# ITEMS
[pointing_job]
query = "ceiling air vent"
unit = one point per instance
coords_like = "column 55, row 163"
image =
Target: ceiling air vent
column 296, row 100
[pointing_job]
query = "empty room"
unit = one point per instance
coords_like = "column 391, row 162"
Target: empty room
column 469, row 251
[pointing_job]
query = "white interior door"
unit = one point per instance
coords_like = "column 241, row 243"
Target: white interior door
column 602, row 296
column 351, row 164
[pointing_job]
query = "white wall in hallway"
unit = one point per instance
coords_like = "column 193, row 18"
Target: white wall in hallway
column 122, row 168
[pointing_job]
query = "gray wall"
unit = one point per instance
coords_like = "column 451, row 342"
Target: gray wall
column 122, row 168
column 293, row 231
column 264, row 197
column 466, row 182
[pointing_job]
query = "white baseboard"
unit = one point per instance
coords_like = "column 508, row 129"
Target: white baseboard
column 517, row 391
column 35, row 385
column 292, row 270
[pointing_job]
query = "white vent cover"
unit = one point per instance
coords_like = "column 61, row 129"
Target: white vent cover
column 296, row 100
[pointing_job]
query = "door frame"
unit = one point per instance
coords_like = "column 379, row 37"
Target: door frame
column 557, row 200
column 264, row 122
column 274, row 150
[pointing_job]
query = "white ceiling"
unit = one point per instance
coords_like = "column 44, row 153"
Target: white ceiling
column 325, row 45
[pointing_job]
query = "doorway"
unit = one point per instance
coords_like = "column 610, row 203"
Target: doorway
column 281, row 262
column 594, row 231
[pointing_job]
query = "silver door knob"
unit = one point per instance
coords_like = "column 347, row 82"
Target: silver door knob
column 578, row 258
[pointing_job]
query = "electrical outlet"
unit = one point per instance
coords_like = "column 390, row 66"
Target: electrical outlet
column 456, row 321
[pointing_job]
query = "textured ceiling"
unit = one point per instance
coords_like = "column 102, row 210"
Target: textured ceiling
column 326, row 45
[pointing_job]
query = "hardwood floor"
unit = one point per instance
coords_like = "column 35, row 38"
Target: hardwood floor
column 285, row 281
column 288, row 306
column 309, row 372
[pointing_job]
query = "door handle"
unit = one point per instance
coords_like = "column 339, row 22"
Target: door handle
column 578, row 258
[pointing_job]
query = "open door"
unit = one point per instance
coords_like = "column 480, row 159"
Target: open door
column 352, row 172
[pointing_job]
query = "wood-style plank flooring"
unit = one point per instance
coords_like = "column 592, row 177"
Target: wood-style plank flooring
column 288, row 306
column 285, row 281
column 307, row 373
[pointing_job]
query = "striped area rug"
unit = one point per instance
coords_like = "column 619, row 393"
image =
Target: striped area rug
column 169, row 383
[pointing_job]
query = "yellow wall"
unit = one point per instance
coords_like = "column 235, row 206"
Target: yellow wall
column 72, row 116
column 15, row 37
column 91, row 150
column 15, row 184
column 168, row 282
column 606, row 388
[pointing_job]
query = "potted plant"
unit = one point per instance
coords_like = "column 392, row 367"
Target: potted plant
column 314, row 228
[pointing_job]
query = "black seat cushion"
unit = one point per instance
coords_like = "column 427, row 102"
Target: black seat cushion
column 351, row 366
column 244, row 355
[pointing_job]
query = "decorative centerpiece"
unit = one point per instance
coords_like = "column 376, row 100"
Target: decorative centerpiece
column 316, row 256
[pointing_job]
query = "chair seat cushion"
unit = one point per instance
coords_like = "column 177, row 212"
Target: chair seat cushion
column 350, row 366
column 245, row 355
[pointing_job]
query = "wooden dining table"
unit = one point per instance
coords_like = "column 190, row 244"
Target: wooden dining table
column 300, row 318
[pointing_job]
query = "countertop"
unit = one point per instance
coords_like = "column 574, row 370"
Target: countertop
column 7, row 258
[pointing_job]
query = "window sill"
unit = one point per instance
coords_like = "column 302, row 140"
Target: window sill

# TASK DESCRIPTION
Give back each line above precisely as it stands.

# COMPLETE RESPONSE
[pointing_job]
query = "ceiling air vent"
unit = one point per instance
coords_like = "column 55, row 163"
image =
Target: ceiling air vent
column 296, row 100
[pointing_job]
query = "empty room"
unit = one point per instance
coords_like = "column 391, row 162"
Target: empty room
column 469, row 251
[pointing_job]
query = "white interior door"
unit = one point per instance
coords_like = "column 241, row 243"
Target: white interior door
column 602, row 296
column 351, row 164
[pointing_job]
query = "white wall in hallway"
unit = one point per instance
coords_like = "column 193, row 18"
Target: white wall in hallway
column 122, row 168
[pointing_job]
query = "gray wall"
unit = one point per instance
coords_like = "column 451, row 342"
Target: gray wall
column 122, row 168
column 293, row 231
column 264, row 197
column 466, row 182
[pointing_job]
query = "white baseboard"
unit = one point per instance
coords_like = "column 508, row 129"
Target: white baseboard
column 517, row 391
column 35, row 385
column 292, row 270
[pointing_job]
query = "white vent cover"
unit = one point per instance
coords_like = "column 61, row 129"
Target: white vent cover
column 296, row 100
[pointing_job]
query = "door frame"
unit = one point per instance
coords_like = "column 379, row 37"
Target: door frame
column 557, row 200
column 264, row 122
column 274, row 150
[pointing_job]
query = "white ceiling"
unit = one point per instance
coords_like = "column 44, row 153"
Target: white ceiling
column 325, row 45
[pointing_job]
query = "doorway"
unit = one point per instance
coords_like = "column 610, row 203"
Target: doorway
column 281, row 262
column 594, row 231
[pointing_job]
query = "silver door knob"
unit = one point per instance
coords_like = "column 347, row 82"
Target: silver door knob
column 578, row 258
[pointing_job]
query = "electrical outlet"
unit = one point per instance
coords_like = "column 390, row 66"
Target: electrical outlet
column 456, row 321
[pointing_job]
query = "textured ceiling"
unit = one point per instance
coords_like = "column 102, row 210"
Target: textured ceiling
column 326, row 45
[pointing_job]
query = "hardwood floor"
unit = one point per instance
coords_like = "column 35, row 38"
Target: hardwood floor
column 285, row 281
column 288, row 306
column 309, row 372
[pointing_job]
query = "door handle"
unit = one point per instance
coords_like = "column 339, row 22"
Target: door handle
column 578, row 258
[pointing_job]
query = "open door"
unit = one point per instance
coords_like = "column 480, row 159"
Target: open door
column 352, row 172
[pointing_job]
query = "wood-style plank flooring"
unit = one point per instance
coords_like = "column 592, row 177"
Target: wood-style plank flooring
column 288, row 306
column 285, row 281
column 307, row 373
[pointing_job]
query = "striped area rug"
unit = one point per instance
coords_like = "column 619, row 393"
image =
Target: striped area rug
column 169, row 383
[pointing_job]
query = "yellow wall"
unit = one point per instance
coords_like = "column 235, row 206"
Target: yellow wall
column 72, row 116
column 15, row 37
column 91, row 150
column 15, row 184
column 168, row 282
column 606, row 388
[pointing_job]
query = "potted plant"
unit = one point per instance
coords_like = "column 392, row 367"
Target: potted plant
column 314, row 228
[pointing_job]
query = "black seat cushion"
unit = one point per instance
coords_like = "column 427, row 102"
Target: black seat cushion
column 351, row 366
column 244, row 355
[pointing_job]
query = "decorative centerpiece"
unit = one point per instance
coords_like = "column 376, row 100"
Target: decorative centerpiece
column 316, row 256
[pointing_job]
query = "chair seat cushion"
unit = one point per instance
coords_like = "column 177, row 212"
Target: chair seat cushion
column 350, row 366
column 245, row 355
[pointing_job]
query = "wooden dining table"
unit = one point per instance
coords_like = "column 190, row 244"
Target: wooden dining table
column 300, row 318
[pointing_job]
query = "countertop"
unit = one point per instance
coords_like = "column 574, row 370"
Target: countertop
column 7, row 258
[pointing_job]
query = "window sill"
unit = one point per instance
coords_like = "column 302, row 140"
Target: window sill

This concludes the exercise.